┌──

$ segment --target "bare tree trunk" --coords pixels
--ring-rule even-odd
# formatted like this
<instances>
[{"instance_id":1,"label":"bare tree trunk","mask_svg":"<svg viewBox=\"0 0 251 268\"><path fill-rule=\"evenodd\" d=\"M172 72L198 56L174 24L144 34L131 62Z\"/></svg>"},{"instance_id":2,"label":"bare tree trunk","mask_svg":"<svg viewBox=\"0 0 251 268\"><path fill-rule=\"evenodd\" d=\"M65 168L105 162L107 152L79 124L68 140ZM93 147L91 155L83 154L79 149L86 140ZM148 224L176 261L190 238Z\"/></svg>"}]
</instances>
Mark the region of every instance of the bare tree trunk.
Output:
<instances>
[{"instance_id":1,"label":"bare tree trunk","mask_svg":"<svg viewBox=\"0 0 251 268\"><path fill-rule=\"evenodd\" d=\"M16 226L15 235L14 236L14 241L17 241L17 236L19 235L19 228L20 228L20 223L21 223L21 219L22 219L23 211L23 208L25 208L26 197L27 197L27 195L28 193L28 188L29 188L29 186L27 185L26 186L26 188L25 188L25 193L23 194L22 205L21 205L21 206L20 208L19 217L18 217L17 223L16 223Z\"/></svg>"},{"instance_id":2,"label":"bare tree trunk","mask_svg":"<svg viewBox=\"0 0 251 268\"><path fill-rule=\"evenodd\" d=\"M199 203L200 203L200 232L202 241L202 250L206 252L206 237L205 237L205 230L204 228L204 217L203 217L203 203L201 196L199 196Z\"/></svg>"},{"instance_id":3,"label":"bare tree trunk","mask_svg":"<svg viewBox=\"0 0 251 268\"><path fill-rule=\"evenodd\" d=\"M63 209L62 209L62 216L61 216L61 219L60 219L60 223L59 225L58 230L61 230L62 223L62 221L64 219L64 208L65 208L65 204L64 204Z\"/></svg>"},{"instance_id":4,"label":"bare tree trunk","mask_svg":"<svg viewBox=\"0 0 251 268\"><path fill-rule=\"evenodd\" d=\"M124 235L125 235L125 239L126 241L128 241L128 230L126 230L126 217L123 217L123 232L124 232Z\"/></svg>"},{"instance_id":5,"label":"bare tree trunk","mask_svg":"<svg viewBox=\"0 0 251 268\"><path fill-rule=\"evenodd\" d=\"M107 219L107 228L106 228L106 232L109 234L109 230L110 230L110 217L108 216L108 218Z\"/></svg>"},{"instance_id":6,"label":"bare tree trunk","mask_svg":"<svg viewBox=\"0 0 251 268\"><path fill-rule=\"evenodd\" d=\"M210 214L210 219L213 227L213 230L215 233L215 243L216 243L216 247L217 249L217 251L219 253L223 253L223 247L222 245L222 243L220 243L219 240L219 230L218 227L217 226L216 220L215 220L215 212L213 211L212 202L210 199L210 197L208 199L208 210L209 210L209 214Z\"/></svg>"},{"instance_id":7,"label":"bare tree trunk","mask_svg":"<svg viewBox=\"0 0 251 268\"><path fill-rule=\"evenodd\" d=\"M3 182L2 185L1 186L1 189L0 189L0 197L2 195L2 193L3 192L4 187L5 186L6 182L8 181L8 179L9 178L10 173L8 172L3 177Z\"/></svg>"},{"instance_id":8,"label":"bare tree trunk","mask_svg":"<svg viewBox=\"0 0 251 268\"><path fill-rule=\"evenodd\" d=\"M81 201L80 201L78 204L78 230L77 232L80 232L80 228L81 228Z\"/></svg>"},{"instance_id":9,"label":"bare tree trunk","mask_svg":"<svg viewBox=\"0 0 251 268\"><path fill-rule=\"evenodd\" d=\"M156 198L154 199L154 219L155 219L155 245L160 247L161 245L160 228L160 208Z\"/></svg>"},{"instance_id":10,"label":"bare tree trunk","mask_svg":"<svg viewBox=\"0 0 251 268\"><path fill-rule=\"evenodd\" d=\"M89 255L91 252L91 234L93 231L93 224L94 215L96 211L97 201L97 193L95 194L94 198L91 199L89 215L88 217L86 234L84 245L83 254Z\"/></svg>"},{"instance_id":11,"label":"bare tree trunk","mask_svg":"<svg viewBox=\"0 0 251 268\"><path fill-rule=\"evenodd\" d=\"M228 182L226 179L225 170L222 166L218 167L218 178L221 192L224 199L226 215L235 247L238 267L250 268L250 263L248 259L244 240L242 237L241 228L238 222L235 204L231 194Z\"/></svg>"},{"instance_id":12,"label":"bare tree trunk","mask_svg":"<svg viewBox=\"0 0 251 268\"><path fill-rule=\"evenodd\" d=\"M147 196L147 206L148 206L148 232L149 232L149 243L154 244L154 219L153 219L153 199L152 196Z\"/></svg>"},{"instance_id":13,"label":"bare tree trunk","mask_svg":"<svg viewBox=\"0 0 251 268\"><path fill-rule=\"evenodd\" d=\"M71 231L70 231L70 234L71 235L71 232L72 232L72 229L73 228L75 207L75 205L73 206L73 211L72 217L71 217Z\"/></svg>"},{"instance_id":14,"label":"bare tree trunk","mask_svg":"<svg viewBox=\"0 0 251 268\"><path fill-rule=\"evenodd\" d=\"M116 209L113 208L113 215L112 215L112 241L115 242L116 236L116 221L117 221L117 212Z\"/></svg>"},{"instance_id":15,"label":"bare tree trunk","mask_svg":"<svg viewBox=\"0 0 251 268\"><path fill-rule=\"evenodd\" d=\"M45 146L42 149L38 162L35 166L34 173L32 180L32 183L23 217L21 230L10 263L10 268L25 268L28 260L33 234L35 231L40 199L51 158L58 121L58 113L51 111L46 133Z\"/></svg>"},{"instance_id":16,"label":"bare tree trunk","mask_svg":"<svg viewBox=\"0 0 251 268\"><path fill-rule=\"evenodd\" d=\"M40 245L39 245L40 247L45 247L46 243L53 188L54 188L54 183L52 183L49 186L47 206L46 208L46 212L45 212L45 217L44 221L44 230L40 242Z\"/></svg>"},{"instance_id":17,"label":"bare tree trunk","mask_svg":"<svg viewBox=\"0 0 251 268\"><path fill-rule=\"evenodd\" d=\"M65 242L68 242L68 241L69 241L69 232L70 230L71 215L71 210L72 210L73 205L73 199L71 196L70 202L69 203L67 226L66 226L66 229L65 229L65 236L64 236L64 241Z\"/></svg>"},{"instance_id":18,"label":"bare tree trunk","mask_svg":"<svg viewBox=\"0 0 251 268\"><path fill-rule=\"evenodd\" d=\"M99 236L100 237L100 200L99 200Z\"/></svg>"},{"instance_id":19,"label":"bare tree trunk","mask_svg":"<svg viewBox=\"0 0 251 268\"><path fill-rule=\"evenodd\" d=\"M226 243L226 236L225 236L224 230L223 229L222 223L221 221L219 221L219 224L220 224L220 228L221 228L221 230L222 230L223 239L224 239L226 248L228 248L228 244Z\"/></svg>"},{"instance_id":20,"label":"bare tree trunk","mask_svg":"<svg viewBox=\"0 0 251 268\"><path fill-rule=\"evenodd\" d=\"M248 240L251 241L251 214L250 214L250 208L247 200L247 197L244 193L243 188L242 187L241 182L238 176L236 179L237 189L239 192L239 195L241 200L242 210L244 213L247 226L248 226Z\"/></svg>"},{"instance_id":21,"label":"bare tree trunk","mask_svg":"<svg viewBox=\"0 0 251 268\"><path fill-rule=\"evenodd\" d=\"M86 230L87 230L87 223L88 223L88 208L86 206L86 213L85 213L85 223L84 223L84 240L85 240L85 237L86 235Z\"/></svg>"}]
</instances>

└──

- _GIVEN INSTRUCTION_: Reproduce every one of the rows above verbatim, with no alteration of any kind.

- _WORKED ANSWER_:
$ segment --target "bare tree trunk" --coords pixels
--ring-rule even-odd
# formatted like this
<instances>
[{"instance_id":1,"label":"bare tree trunk","mask_svg":"<svg viewBox=\"0 0 251 268\"><path fill-rule=\"evenodd\" d=\"M172 72L198 56L174 24L144 34L131 62Z\"/></svg>"},{"instance_id":2,"label":"bare tree trunk","mask_svg":"<svg viewBox=\"0 0 251 268\"><path fill-rule=\"evenodd\" d=\"M65 168L105 162L107 152L79 124L68 140ZM93 147L91 155L83 154L79 149L86 140ZM148 224L176 261L190 238Z\"/></svg>"}]
</instances>
Mark the region of every instance of the bare tree trunk.
Output:
<instances>
[{"instance_id":1,"label":"bare tree trunk","mask_svg":"<svg viewBox=\"0 0 251 268\"><path fill-rule=\"evenodd\" d=\"M16 226L15 235L14 236L14 241L17 241L17 236L19 235L19 228L20 228L20 223L21 223L21 219L22 219L23 211L23 208L25 208L26 197L27 197L27 195L28 193L28 188L29 188L29 186L27 185L26 186L26 188L25 188L25 193L23 194L22 205L21 205L21 206L20 208L19 217L18 217L17 223L16 223Z\"/></svg>"},{"instance_id":2,"label":"bare tree trunk","mask_svg":"<svg viewBox=\"0 0 251 268\"><path fill-rule=\"evenodd\" d=\"M199 203L200 203L200 232L202 241L202 250L206 252L206 237L205 237L205 230L204 228L204 217L203 217L203 203L201 196L199 196Z\"/></svg>"},{"instance_id":3,"label":"bare tree trunk","mask_svg":"<svg viewBox=\"0 0 251 268\"><path fill-rule=\"evenodd\" d=\"M63 209L62 209L62 216L61 216L61 219L60 219L60 223L59 225L58 230L61 230L62 223L62 221L64 219L64 208L65 208L65 204L64 204Z\"/></svg>"},{"instance_id":4,"label":"bare tree trunk","mask_svg":"<svg viewBox=\"0 0 251 268\"><path fill-rule=\"evenodd\" d=\"M124 235L125 235L125 239L126 241L128 241L128 230L126 230L126 217L123 217L123 232L124 232Z\"/></svg>"},{"instance_id":5,"label":"bare tree trunk","mask_svg":"<svg viewBox=\"0 0 251 268\"><path fill-rule=\"evenodd\" d=\"M107 219L107 228L106 228L106 232L109 234L109 230L110 230L110 217L108 216L108 218Z\"/></svg>"},{"instance_id":6,"label":"bare tree trunk","mask_svg":"<svg viewBox=\"0 0 251 268\"><path fill-rule=\"evenodd\" d=\"M210 214L210 219L213 227L213 230L215 233L215 243L216 243L216 247L217 249L217 251L219 253L223 253L223 247L222 245L222 243L220 243L219 240L219 230L218 227L217 226L216 220L215 220L215 212L213 211L212 202L210 199L210 197L208 199L208 210L209 210L209 214Z\"/></svg>"},{"instance_id":7,"label":"bare tree trunk","mask_svg":"<svg viewBox=\"0 0 251 268\"><path fill-rule=\"evenodd\" d=\"M3 182L2 185L1 186L1 189L0 189L0 197L2 195L2 193L3 192L4 187L5 186L6 182L8 181L8 179L9 178L10 173L8 172L3 177Z\"/></svg>"},{"instance_id":8,"label":"bare tree trunk","mask_svg":"<svg viewBox=\"0 0 251 268\"><path fill-rule=\"evenodd\" d=\"M81 201L80 201L78 204L78 230L77 232L80 232L80 228L81 228Z\"/></svg>"},{"instance_id":9,"label":"bare tree trunk","mask_svg":"<svg viewBox=\"0 0 251 268\"><path fill-rule=\"evenodd\" d=\"M156 198L154 199L154 219L155 219L155 245L160 247L161 245L160 228L160 208Z\"/></svg>"},{"instance_id":10,"label":"bare tree trunk","mask_svg":"<svg viewBox=\"0 0 251 268\"><path fill-rule=\"evenodd\" d=\"M89 255L91 252L91 234L93 231L93 224L94 215L96 211L97 201L97 193L95 194L94 198L91 199L89 215L88 217L86 234L84 245L83 254Z\"/></svg>"},{"instance_id":11,"label":"bare tree trunk","mask_svg":"<svg viewBox=\"0 0 251 268\"><path fill-rule=\"evenodd\" d=\"M228 182L226 179L225 170L222 166L218 167L218 178L221 192L224 199L226 215L235 247L238 267L250 268L250 263L248 259L244 240L242 237L241 228L238 222L235 204L231 194Z\"/></svg>"},{"instance_id":12,"label":"bare tree trunk","mask_svg":"<svg viewBox=\"0 0 251 268\"><path fill-rule=\"evenodd\" d=\"M147 196L147 206L148 206L148 232L149 232L149 243L154 244L154 219L153 219L153 199L152 196Z\"/></svg>"},{"instance_id":13,"label":"bare tree trunk","mask_svg":"<svg viewBox=\"0 0 251 268\"><path fill-rule=\"evenodd\" d=\"M71 231L70 231L70 234L71 235L71 232L72 232L72 229L73 228L75 207L75 205L73 206L73 211L72 217L71 217Z\"/></svg>"},{"instance_id":14,"label":"bare tree trunk","mask_svg":"<svg viewBox=\"0 0 251 268\"><path fill-rule=\"evenodd\" d=\"M116 209L113 208L113 215L112 215L112 241L115 242L116 236L116 221L117 221L117 212Z\"/></svg>"},{"instance_id":15,"label":"bare tree trunk","mask_svg":"<svg viewBox=\"0 0 251 268\"><path fill-rule=\"evenodd\" d=\"M45 146L42 149L38 162L35 166L34 173L32 180L32 183L23 217L21 230L10 263L10 268L25 268L28 260L33 234L35 231L40 199L51 158L58 121L58 113L51 111L46 133Z\"/></svg>"},{"instance_id":16,"label":"bare tree trunk","mask_svg":"<svg viewBox=\"0 0 251 268\"><path fill-rule=\"evenodd\" d=\"M40 245L39 245L40 247L45 247L46 243L53 188L54 188L54 183L52 183L49 186L47 206L46 208L46 212L45 212L45 217L44 221L44 230L40 242Z\"/></svg>"},{"instance_id":17,"label":"bare tree trunk","mask_svg":"<svg viewBox=\"0 0 251 268\"><path fill-rule=\"evenodd\" d=\"M65 242L68 242L68 241L69 241L69 232L70 230L71 215L71 210L72 210L73 205L73 199L71 196L70 202L69 203L67 226L66 226L66 229L65 229L65 236L64 236L64 241Z\"/></svg>"},{"instance_id":18,"label":"bare tree trunk","mask_svg":"<svg viewBox=\"0 0 251 268\"><path fill-rule=\"evenodd\" d=\"M99 236L100 237L100 200L99 200Z\"/></svg>"},{"instance_id":19,"label":"bare tree trunk","mask_svg":"<svg viewBox=\"0 0 251 268\"><path fill-rule=\"evenodd\" d=\"M226 243L226 236L225 236L224 230L223 229L222 223L221 221L219 221L219 224L220 224L220 228L221 228L221 230L222 230L223 239L224 239L226 248L228 248L228 244Z\"/></svg>"},{"instance_id":20,"label":"bare tree trunk","mask_svg":"<svg viewBox=\"0 0 251 268\"><path fill-rule=\"evenodd\" d=\"M248 240L251 241L251 214L250 214L250 208L247 200L247 197L244 193L243 188L242 187L241 182L238 176L236 179L237 189L239 192L239 195L241 200L242 210L244 213L247 226L248 226Z\"/></svg>"},{"instance_id":21,"label":"bare tree trunk","mask_svg":"<svg viewBox=\"0 0 251 268\"><path fill-rule=\"evenodd\" d=\"M86 230L87 230L87 223L88 223L88 208L86 206L86 213L85 213L85 223L84 223L84 240L85 240L85 237L86 235Z\"/></svg>"}]
</instances>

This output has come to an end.